● **Set problem**
Which of the lines below contain the word "vest"? Copy each of those lines in full.

● **Record excerpts**
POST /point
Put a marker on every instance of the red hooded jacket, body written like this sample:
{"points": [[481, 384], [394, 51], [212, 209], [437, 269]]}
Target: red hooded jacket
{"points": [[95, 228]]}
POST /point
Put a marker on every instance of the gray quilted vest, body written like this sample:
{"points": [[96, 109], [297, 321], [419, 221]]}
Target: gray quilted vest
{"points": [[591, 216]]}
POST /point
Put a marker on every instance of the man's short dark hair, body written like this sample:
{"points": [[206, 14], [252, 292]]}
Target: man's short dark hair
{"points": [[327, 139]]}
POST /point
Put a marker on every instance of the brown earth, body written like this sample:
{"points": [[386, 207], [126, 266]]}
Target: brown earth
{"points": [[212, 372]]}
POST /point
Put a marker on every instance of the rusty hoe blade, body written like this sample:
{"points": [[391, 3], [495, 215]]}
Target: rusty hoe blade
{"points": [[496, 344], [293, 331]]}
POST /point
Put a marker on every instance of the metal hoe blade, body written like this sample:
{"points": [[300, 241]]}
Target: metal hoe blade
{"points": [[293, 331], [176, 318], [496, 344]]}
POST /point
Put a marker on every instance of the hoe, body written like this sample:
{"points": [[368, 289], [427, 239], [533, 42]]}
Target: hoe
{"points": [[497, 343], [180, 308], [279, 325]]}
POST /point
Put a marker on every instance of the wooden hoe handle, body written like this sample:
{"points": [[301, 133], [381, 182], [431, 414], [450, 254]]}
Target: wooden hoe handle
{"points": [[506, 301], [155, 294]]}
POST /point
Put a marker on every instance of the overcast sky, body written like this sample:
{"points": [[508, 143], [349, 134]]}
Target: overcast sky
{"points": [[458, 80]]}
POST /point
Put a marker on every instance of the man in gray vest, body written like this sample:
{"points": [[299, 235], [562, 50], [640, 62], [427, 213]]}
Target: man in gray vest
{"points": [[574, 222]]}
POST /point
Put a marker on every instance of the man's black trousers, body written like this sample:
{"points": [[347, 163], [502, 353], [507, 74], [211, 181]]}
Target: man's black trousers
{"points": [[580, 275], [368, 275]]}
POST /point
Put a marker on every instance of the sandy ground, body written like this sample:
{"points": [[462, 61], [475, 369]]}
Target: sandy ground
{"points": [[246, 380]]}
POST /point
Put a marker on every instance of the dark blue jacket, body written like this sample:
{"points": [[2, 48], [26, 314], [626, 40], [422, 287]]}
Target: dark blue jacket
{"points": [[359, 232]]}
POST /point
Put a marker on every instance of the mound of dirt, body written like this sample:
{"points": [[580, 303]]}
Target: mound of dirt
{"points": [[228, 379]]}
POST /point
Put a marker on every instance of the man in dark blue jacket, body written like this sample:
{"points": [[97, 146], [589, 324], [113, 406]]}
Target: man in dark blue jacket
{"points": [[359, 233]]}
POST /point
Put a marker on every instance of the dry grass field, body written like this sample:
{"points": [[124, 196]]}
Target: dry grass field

● **Answer to this task**
Put a marker on every instance of the gray quilted vest, body written like this sample:
Target: gray quilted vest
Put a marker on every instance of the man in gray vest, body written like this sample:
Target: man in gray vest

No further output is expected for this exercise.